# Zestaw zadań
1. Oceń, czy stwierdzenia (a), (b) i (c) zgadzają się z tekstem o długach Hiszpanii. Przy każdym odpowiedz „tak” lub „nie” i przytocz dosłownie rozstrzygające słowa tekstu.
(a) Główną przyczyną niestabilności gospodarki hiszpańskiej jest zaciąganie kolejnych pożyczek.
(b) Państwa zapożyczają się przede wszystkim po to, by obniżać podatki.
(c) Dofinansowanie firm może przyczynić się do spadku bezrobocia.
2. Przepisz z tekstu o długach Hiszpanii wszystko od „Kraj tonie w” aż do „w całym kraju.”, zamieniając „pożyczek” na „kredytów”.

# Tekst źródłowy
════════════════
Kraj tonie w długach!

Wiadomości

Z pewnością większość z nas zdaje sobie sprawę z faktu, że Hiszpańska gospodarka nie należy do najbardziej stabilnych w regionie. Głównym tego powodem jest zaciąganie kolejnych pożyczek, które stopniowo dławią, nawet jedną z największych gospodarek na świecie. Dlaczego jednak państwa wciąż się zapożyczają? Nie ulega wątpliwości, że jest to chęć inwestowania we własny kraj – budowania nowych dróg, remontowania budynków etc. Zasadniczo chodzi także o dofinansowanie różnych firm, które w gruncie rzeczy mogą przyczynić się do zmniejszenia bezrobocia w całym kraju.
════════════════
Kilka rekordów

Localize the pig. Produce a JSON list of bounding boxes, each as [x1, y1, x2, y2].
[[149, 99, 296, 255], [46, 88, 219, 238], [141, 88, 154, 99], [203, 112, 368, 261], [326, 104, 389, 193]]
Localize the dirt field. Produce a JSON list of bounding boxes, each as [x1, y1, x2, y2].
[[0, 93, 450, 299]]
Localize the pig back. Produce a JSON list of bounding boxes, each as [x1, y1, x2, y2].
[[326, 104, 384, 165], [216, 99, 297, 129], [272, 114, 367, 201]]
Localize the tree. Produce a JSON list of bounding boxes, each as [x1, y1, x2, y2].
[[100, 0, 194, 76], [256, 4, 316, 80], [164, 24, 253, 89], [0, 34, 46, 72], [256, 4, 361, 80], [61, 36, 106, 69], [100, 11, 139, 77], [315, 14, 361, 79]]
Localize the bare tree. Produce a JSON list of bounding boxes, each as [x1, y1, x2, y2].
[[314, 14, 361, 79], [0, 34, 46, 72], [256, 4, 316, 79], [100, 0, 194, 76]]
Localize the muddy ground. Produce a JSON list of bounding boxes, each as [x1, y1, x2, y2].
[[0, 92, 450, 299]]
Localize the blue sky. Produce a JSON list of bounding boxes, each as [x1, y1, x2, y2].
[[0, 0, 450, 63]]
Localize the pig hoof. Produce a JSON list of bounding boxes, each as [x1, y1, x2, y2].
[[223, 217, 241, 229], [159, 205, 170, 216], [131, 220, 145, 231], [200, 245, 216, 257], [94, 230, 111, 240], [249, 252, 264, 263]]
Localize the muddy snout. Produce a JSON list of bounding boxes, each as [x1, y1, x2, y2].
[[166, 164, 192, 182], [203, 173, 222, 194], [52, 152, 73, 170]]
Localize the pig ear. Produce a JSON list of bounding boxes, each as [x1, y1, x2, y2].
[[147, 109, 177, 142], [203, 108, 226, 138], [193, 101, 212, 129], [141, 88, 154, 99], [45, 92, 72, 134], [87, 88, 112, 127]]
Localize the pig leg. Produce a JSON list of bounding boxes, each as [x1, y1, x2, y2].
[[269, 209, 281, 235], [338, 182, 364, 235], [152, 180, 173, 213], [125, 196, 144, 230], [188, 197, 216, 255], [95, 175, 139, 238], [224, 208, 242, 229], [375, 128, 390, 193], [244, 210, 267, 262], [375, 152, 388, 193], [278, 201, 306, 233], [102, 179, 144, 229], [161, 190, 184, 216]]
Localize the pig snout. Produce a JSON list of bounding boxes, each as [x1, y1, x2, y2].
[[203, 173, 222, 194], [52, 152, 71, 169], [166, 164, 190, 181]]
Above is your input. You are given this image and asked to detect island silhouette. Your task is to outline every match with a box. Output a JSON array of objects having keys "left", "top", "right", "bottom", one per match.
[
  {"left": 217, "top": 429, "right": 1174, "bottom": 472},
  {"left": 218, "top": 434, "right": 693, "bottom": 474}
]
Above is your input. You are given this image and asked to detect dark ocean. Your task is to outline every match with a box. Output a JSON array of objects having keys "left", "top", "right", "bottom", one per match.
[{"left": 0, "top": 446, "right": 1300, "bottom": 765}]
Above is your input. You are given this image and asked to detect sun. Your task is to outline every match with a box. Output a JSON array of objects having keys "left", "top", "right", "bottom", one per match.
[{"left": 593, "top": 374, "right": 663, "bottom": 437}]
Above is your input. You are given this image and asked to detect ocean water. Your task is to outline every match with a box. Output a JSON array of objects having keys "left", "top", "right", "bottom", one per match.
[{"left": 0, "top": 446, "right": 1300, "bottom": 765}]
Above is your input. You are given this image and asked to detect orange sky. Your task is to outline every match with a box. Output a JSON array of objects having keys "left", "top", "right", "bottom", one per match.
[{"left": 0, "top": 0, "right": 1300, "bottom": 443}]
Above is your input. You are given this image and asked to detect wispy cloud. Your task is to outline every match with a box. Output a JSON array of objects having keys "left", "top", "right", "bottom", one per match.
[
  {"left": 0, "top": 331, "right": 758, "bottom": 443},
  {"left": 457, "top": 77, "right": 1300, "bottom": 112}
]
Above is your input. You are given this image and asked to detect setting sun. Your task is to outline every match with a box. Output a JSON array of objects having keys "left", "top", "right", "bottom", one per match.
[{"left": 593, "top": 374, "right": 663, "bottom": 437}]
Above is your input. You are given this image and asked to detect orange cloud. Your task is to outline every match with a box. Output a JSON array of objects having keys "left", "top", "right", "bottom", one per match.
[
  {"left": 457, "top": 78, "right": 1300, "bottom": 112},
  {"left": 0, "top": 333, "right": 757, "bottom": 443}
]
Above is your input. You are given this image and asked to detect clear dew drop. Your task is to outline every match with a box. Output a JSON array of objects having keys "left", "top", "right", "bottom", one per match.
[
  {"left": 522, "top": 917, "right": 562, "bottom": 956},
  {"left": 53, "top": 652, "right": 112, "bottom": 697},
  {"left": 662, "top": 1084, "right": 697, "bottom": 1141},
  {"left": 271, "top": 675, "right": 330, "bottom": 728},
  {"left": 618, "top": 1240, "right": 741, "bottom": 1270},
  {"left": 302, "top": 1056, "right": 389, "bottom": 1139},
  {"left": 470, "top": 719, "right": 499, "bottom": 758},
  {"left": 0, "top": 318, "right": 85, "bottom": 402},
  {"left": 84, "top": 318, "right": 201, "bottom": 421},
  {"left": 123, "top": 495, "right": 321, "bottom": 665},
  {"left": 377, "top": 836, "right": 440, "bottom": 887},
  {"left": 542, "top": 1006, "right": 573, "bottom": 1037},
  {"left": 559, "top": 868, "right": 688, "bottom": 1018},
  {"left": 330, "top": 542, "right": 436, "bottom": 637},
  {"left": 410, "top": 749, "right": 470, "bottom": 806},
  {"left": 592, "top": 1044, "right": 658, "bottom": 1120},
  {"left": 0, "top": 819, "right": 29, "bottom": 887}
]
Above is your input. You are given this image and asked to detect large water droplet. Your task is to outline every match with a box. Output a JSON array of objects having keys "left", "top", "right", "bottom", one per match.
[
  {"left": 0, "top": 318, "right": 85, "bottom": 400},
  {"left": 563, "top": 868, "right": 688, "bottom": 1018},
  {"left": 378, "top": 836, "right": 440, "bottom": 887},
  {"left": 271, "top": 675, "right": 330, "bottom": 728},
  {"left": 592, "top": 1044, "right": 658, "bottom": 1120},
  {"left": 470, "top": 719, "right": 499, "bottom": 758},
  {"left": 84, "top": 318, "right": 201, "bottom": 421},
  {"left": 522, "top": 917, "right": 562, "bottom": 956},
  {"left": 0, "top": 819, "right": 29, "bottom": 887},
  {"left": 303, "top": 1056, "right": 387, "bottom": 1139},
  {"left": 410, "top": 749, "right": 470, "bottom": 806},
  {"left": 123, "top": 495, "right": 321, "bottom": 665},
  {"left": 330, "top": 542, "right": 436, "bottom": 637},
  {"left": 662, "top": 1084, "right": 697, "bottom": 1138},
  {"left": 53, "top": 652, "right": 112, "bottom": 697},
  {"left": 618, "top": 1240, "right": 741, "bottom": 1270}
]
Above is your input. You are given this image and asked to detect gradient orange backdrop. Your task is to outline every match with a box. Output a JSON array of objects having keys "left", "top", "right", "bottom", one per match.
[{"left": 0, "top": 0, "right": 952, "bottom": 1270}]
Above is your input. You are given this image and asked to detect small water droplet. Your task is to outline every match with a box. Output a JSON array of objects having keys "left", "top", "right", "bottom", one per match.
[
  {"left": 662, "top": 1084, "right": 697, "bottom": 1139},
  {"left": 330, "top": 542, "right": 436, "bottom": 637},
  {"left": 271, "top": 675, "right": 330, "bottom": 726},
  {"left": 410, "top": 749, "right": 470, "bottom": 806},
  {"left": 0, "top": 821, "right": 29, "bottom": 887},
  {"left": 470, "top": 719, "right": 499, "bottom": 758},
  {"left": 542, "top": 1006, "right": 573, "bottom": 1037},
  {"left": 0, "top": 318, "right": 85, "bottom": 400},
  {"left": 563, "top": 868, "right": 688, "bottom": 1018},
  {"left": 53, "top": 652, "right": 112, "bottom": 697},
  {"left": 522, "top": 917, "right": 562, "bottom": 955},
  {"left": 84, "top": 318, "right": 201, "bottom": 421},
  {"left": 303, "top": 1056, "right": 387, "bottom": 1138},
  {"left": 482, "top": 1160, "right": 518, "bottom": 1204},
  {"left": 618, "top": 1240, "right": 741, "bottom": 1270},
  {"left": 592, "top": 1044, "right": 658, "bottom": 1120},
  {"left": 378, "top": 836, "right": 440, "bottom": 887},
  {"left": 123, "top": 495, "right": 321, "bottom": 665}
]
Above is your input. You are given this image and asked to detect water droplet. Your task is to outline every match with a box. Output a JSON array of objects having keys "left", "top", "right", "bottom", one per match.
════════════════
# Odpowiedzi po kolei
1.
(a) Tak: „Głównym tego powodem jest zaciąganie kolejnych pożyczek”.
(b) Nie: „jest to chęć inwestowania we własny kraj – budowania nowych dróg, remontowania budynków etc.”
(c) Tak: „mogą przyczynić się do zmniejszenia bezrobocia w całym kraju”.

2.
Kraj tonie w długach!

Wiadomości

Z pewnością większość z nas zdaje sobie sprawę z faktu, że Hiszpańska gospodarka nie należy do najbardziej stabilnych w regionie. Głównym tego powodem jest zaciąganie kolejnych kredytów, które stopniowo dławią, nawet jedną z największych gospodarek na świecie. Dlaczego jednak państwa wciąż się zapożyczają? Nie ulega wątpliwości, że jest to chęć inwestowania we własny kraj – budowania nowych dróg, remontowania budynków etc. Zasadniczo chodzi także o dofinansowanie różnych firm, które w gruncie rzeczy mogą przyczynić się do zmniejszenia bezrobocia w całym kraju.